▶ **Source passage**
------------------------------
That underperformance compared to cities like Perth and Adelaide might sound like bad news. But for smart property investors, it’s created a rare chance to buy in before momentum really kicks in.
The turning point came after the February 2025 interest rate cut, when Melbourne unexpectedly led the country in price growth for the month. Auction clearance rates and buyer numbers have picked up since then. That’s a clear sign that confidence is returning. In fact, some in the industry have started calling it a “stealth boom” – a quiet resurgence where investors are moving early, before the headlines catch on.
What’s Driving the So-Called Stealth Boom?
Behind the scenes, there’s been a noticeable uptick in investor activity – especially from seasoned buyers with equity to play with. Pre-approvals have spiked, and many buyers are targeting inner and middle-ring suburbs while prices are still reasonably low.
So what’s behind this early investor push?
Rate cut momentum: The RBA is expected to drop even further in 2025. Lower rates mean better borrowing power, and that’s got investors circling.
Supply is tight: Building approvals are well below the 10-year average, and new dwelling completions are at decade lows. That shortage is already pushing rents up and making existing homes more valuable.
Confidence returning: Investors aren’t waiting for the media to catch on. Many are jumping in now, ahead of the next growth cycle.
What Else Is Driving Melbourne’s Property Market Right Now?
It’s not just falling interest rates that are driving the recovery. A few deeper fundamentals are making a difference:
1. Population is Booming
Victoria’s population grew by hundreds of thousands of people in the past year alone. With Melbourne expected to add millions more people by 2050, long-term demand for housing isn’t going anywhere.
------------------------------
▶ **Extracted material**
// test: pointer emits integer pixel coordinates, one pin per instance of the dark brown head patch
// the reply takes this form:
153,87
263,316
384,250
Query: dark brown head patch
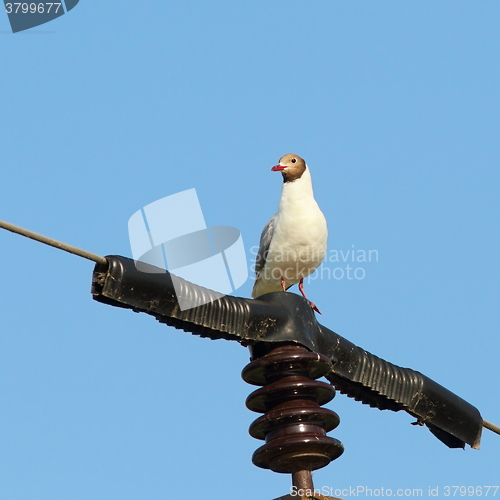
295,167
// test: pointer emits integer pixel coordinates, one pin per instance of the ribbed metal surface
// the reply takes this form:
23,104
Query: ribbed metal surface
285,317
401,385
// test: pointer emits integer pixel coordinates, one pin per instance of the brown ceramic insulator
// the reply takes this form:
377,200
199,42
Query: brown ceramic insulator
294,425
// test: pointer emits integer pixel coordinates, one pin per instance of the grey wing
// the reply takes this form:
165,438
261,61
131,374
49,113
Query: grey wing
265,241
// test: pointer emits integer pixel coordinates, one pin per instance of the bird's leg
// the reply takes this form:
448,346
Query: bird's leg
301,289
283,283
------------------------------
▶ **Required actions**
a - Please recast the records as a Markdown table with the columns Row and Line, starting at the line that contains "the bird's leg" and ending at the end of the records. Leave out any blank lines.
b - Continue the passage on Melbourne's property market from the point where it stops.

▶ **Written answers**
a -
| Row | Line |
|---|---|
| 1 | // test: pointer emits integer pixel coordinates, one pin per instance of the bird's leg |
| 2 | // the reply takes this form: |
| 3 | 448,346 |
| 4 | Query: bird's leg |
| 5 | 301,289 |
| 6 | 283,283 |

b -
2. Rents are Still Climbing
Rental demand is sky-high. Vacancy rates are at 1.7%, and over the past 12 months, rents in Melbourne have risen by more than 9% for both houses and units. That’s good news for investors chasing stronger yields.
3. Finance is Flowing Again
After a sluggish period, housing finance in Victoria has bounced back especially compared to other markets. In August last year, total finance commitments hit $86.2 billion, which was 13% above the 10-year average. It was a clear sign that buyers were re-entering the market, and the momentum has continued, with lenders now far more willing to say yes.
Melbourne Property Prices by Suburb: Where the Growth Is Happening
Melbourne’s market isn’t rising evenly across the board – but some suburbs are already pulling ahead. From luxury postcodes to first homebuyer territory, price movements are giving us clues about what’s next.
Premium Suburbs (>$2M median)
Melbourne’s high-end postcodes have remained surprisingly resilient. Suburbs like Toorak, Canterbury, Balwyn, and South Yarra continue to attract deep-pocketed buyers chasing lifestyle, prestige, and scarcity.
These areas tend to hold their value better during downturns – and often lead the rebound. When the market shifts, they’re usually the first to move.
Mid-Range Suburbs ($800K – $2M)
If you’re looking for long-term upside, Melbourne’s mid-tier market is where the action is heating up. Suburbs like Richmond, Fitzroy, Carlton, and St Kilda continue to attract strong demand thanks to their mix of lifestyle, location, and character housing. Yes, they’re pricier than the outer-ring suburbs – but they’re also far more likely to hold value when times get tough.
Further out, middle-ring suburbs like Mitcham, Bentleigh, Glen Waverley, and Reservoir are also gathering steam – helped along by big infrastructure projects like the Metro Tunnel and ongoing gentrification.
Affordable Entry Points (<$800K)
First home buyers and investors on a tighter budget aren’t locked out completely. There are still pockets of growth under the $800K mark – especially in Melbourne’s north and west.
One standout has been the Tullamarine–Broadmeadows corridor, which posted +1.9% annual growth in house prices. These areas often benefit from ripple effects as buyers get priced out of the inner and middle rings.
And while freestanding homes in this price bracket are limited, units remain an accessible option. With a median of $610,327, Melbourne’s unit market offers a lower barrier to entry – especially for buyers focused on rental yield or lifestyle locations close to the CBD.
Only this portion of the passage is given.